Stated task :: Please quote the rows below verbatim, from the row containing "Target: transparent wing" through the last row, and omit the pictures.
>> START Source material
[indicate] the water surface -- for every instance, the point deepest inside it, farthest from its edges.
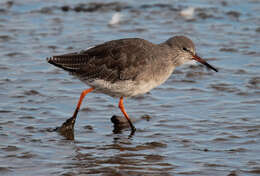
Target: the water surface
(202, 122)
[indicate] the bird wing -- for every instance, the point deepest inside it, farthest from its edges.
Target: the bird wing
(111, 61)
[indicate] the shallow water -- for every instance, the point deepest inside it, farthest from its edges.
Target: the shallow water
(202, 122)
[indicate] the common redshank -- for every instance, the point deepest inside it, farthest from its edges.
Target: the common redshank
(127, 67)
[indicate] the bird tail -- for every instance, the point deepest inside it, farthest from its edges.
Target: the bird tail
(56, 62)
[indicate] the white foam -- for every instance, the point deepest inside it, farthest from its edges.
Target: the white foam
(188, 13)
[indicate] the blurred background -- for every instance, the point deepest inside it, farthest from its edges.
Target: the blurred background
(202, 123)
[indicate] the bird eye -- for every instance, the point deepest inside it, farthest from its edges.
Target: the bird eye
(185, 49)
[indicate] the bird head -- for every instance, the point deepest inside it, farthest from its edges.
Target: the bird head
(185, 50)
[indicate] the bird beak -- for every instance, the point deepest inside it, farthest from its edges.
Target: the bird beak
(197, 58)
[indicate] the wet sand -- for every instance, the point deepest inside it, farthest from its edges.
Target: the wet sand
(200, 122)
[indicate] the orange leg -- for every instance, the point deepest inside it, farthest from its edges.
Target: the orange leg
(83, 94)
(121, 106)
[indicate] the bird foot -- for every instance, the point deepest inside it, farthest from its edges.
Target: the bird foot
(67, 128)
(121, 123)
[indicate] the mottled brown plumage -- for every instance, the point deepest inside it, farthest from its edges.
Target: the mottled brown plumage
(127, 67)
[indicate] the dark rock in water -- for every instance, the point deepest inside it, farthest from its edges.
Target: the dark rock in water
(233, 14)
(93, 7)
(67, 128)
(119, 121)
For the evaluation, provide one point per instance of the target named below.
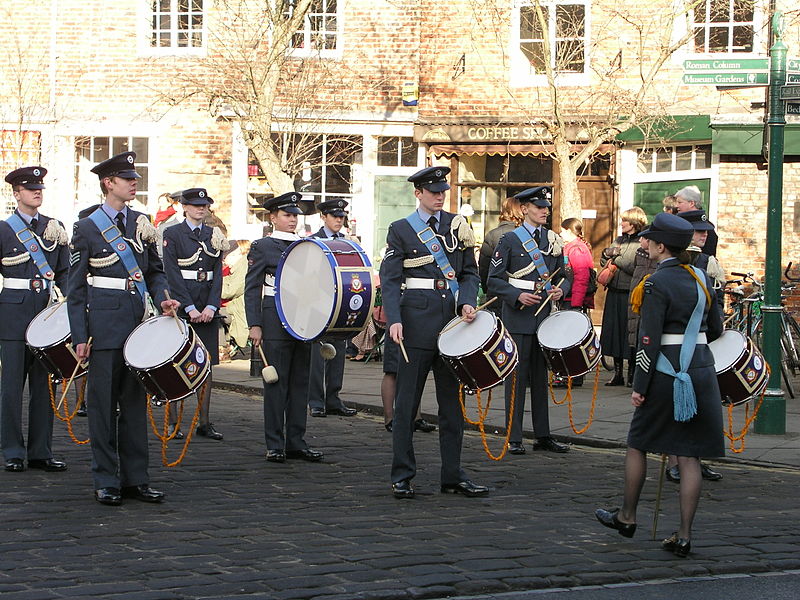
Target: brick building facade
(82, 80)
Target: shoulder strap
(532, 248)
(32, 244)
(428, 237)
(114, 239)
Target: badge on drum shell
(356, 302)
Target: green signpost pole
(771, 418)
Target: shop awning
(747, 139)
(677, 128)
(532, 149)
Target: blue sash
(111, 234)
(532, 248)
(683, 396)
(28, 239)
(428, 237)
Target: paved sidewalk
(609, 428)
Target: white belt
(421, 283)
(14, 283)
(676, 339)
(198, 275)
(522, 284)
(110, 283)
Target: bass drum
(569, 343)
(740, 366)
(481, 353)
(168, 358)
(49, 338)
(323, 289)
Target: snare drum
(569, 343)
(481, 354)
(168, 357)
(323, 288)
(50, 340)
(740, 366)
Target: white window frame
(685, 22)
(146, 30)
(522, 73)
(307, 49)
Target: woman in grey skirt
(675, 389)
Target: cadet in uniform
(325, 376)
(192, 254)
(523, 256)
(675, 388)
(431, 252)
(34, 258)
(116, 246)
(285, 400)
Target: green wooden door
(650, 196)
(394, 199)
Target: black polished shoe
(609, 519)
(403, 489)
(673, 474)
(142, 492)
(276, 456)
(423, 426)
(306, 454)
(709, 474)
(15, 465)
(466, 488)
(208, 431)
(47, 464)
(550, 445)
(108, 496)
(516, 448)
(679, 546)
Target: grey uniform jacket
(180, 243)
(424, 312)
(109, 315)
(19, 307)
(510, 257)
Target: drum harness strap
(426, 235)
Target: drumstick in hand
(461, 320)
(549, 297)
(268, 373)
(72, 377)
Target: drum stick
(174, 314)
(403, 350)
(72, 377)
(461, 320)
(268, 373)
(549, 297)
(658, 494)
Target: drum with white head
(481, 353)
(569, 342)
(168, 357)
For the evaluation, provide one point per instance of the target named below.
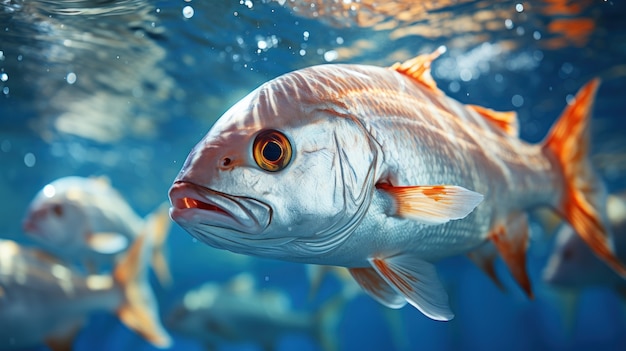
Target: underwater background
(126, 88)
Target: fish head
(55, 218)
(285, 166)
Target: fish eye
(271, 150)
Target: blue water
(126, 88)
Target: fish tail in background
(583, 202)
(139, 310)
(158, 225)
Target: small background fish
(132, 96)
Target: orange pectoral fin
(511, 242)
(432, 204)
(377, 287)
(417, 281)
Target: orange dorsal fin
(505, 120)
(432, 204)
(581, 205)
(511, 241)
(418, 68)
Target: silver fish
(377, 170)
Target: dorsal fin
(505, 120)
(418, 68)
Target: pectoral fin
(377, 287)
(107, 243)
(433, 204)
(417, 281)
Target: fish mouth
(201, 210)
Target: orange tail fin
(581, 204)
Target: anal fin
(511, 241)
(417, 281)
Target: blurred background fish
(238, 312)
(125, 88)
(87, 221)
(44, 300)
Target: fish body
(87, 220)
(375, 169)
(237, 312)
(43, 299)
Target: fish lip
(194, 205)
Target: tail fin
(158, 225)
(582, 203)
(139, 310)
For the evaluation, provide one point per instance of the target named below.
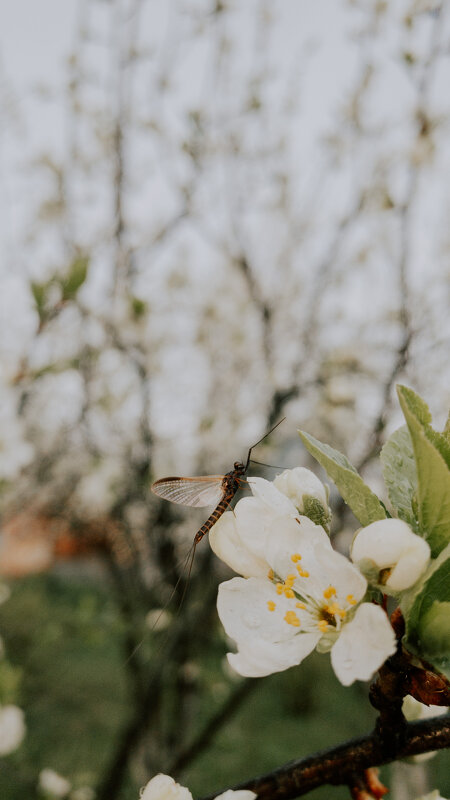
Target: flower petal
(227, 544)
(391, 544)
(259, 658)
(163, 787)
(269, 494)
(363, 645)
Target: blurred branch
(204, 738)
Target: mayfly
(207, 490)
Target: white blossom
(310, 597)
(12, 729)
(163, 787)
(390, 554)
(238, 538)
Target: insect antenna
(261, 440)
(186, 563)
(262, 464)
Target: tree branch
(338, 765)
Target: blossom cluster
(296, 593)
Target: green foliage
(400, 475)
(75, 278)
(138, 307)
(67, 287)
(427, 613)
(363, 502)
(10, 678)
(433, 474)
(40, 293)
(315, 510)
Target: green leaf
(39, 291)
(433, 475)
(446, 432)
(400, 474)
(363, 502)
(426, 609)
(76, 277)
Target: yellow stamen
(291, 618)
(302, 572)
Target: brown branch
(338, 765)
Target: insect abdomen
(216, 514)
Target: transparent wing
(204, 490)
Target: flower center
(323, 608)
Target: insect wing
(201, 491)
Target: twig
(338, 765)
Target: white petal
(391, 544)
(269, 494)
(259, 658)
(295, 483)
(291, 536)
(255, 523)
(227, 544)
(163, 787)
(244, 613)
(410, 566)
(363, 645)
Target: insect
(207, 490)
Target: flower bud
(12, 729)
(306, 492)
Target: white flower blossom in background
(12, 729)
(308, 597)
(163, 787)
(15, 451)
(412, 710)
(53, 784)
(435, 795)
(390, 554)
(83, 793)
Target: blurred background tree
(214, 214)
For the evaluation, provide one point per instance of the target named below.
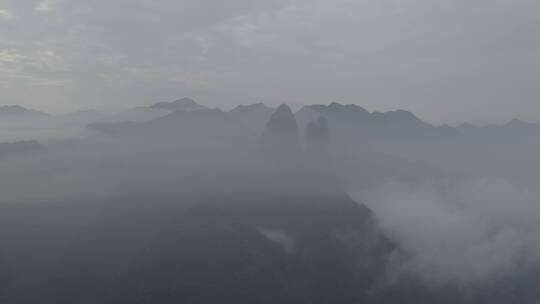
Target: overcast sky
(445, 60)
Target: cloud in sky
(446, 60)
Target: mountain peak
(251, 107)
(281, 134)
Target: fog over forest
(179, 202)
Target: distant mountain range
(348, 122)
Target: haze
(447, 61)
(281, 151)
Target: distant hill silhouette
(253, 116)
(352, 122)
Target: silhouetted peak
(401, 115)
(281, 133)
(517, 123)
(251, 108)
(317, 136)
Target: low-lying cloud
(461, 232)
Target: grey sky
>> END Source material
The response ::
Target: transparent wing
(204, 490)
Target: flower center
(323, 608)
Target: insect wing
(201, 491)
Target: twig
(338, 765)
Target: white petal
(391, 544)
(269, 494)
(259, 658)
(295, 483)
(291, 536)
(255, 523)
(227, 544)
(163, 787)
(244, 613)
(410, 566)
(363, 645)
Target: insect
(207, 490)
Target: flower bud
(12, 729)
(306, 492)
Target: white flower blossom in background
(12, 729)
(308, 597)
(163, 787)
(15, 451)
(412, 710)
(53, 784)
(435, 795)
(390, 554)
(83, 793)
Target: blurred background tree
(214, 214)
For the evaluation, provide one point per instance of the target named below.
Target: overcast sky
(445, 60)
Target: cloud in sky
(446, 60)
Target: mountain peak
(251, 107)
(281, 134)
Target: fog over forest
(179, 202)
Target: distant mountain range
(348, 122)
Target: haze
(447, 61)
(281, 151)
Target: distant hill silhouette
(253, 116)
(352, 122)
Target: silhouetted peak
(401, 115)
(281, 133)
(517, 123)
(251, 108)
(317, 136)
Target: low-lying cloud
(461, 232)
Target: grey sky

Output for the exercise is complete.